When we hear about AI, it is usually characterised as a faceless, mysterious, all-powerful entity that is going to steal all our jobs/create a utopia/render us disposable and perhaps kill us all. Really, AI is already here and changing our world. This book is a short and sweet guide to what AI is, how it works, what it can do and – importantly – what it cannot do.

Janelle Shane is a scientist and AI researcher known for her blog ‘AI Weirdness’, which mostly features her projects teaching AIs to do pseudo-creative work (such as naming guinea pigs, creating recipes, or writing Harry Potter fanfiction), with surreal and almost Pythonesque results.

- _MATERIAL PROVIDED_:

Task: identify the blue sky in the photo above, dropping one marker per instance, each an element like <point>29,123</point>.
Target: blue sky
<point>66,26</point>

- _WHAT YOU WILL DO_:
A - Write out the part of the book description that begins at the words "When we hear" and stops after the words "it cannot do.".
B - According to the book description, what is the name of Janelle Shane's blog?
The data above is separate material and has no connection to the book description.

- _ANSWERS_:
A -
When we hear about AI, it is usually characterised as a faceless, mysterious, all-powerful entity that is going to steal all our jobs/create a utopia/render us disposable and perhaps kill us all. Really, AI is already here and changing our world. This book is a short and sweet guide to what AI is, how it works, what it can do and – importantly – what it cannot do.

B - ‘AI Weirdness’